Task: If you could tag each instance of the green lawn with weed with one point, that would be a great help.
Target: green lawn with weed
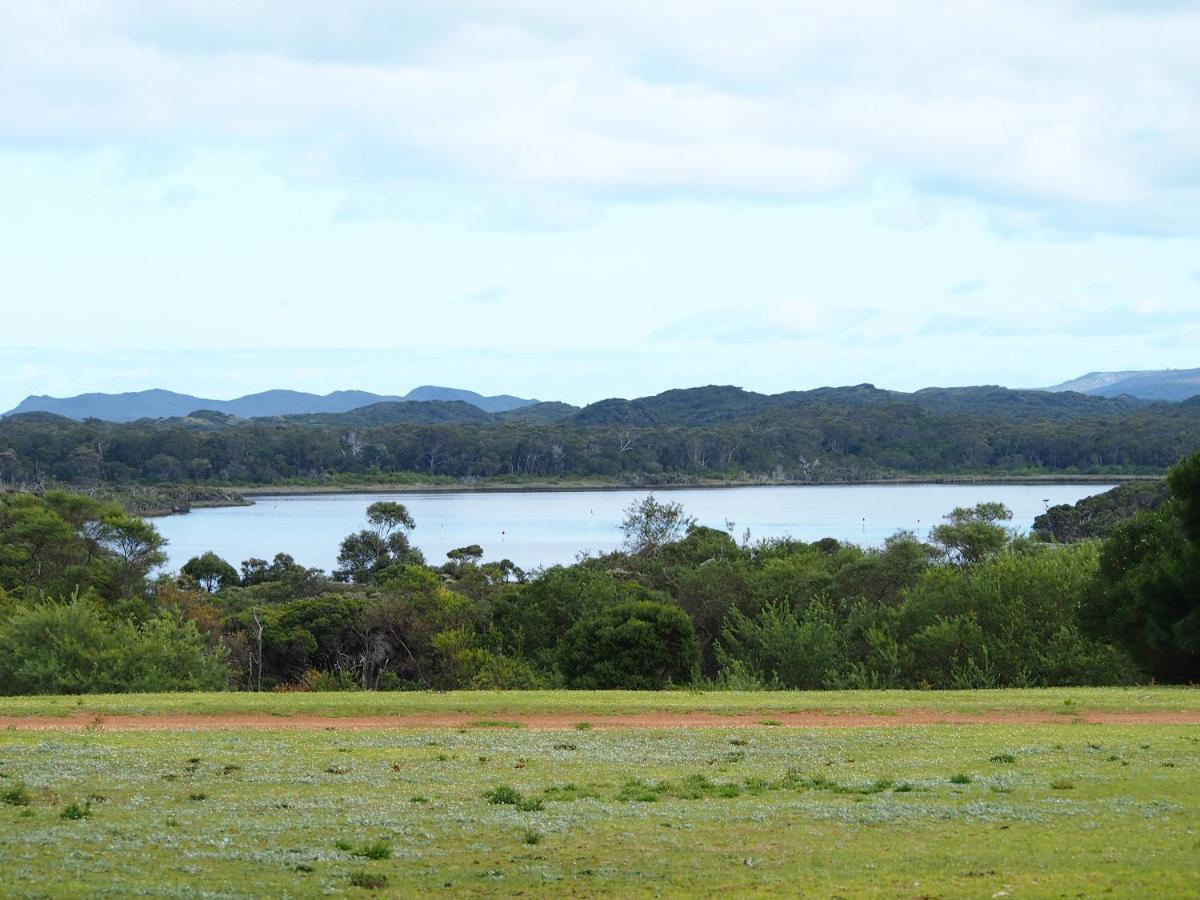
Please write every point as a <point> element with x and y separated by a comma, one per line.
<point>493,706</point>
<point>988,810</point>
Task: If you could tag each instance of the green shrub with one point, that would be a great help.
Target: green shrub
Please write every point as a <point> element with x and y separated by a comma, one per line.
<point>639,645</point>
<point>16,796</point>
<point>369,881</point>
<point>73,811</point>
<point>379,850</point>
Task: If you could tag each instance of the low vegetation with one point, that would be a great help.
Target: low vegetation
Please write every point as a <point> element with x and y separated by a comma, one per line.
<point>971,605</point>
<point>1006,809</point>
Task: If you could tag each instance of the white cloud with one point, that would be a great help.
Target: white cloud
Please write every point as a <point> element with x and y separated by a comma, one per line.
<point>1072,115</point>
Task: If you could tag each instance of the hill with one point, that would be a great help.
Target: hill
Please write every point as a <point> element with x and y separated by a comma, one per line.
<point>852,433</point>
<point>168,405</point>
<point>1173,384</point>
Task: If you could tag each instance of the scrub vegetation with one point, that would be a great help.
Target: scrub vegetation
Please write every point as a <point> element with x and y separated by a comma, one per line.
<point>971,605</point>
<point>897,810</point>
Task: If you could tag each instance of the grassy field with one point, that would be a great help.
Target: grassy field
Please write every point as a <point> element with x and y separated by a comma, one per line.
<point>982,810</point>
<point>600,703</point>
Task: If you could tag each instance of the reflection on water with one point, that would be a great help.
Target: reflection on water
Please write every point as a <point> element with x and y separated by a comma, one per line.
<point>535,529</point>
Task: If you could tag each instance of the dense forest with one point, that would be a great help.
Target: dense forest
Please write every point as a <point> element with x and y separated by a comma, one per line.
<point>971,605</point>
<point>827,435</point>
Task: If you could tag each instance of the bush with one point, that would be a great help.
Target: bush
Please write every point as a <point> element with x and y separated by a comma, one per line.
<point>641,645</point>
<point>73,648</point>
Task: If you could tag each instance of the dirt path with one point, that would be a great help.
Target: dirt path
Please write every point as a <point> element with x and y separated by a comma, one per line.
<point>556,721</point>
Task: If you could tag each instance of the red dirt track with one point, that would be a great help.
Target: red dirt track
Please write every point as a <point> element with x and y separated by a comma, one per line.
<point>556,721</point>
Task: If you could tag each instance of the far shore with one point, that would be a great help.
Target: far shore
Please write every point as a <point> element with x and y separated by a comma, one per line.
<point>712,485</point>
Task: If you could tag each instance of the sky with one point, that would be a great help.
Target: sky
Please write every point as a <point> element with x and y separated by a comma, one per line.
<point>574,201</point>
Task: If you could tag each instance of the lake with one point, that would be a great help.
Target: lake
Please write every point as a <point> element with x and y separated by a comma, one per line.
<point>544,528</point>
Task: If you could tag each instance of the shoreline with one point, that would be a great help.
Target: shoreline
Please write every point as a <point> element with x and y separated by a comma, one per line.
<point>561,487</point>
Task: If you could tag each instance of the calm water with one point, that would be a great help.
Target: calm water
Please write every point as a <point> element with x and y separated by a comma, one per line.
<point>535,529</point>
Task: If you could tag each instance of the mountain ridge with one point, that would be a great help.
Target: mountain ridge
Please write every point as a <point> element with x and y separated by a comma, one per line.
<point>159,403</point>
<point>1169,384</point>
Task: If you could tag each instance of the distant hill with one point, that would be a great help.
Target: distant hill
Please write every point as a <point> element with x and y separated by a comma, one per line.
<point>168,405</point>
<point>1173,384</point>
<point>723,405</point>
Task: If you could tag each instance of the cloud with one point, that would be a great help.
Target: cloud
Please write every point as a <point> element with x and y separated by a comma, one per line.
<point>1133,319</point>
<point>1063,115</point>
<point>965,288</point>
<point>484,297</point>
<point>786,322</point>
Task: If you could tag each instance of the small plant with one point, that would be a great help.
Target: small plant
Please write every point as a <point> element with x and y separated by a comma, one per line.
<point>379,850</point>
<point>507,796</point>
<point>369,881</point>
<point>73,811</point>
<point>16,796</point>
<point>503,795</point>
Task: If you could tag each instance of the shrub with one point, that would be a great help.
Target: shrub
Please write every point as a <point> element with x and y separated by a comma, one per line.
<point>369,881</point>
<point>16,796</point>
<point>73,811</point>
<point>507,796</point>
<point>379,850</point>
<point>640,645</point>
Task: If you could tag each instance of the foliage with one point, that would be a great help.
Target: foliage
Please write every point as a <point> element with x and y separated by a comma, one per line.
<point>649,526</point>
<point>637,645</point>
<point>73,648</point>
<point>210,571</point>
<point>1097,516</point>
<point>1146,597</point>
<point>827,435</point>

Problem to work on:
Format everything above from the line containing "Task: If you could tag each instance of the white" down to the line containing "<point>1072,115</point>" as a numbered list, omitting any blank lines.

Solution for this exercise:
1. Task: If you could tag each instance of the white cloud with one point, that would be a great help.
2. Target: white cloud
3. Please write every point as a <point> element with x and y separated by a comma, one per line.
4. <point>1072,115</point>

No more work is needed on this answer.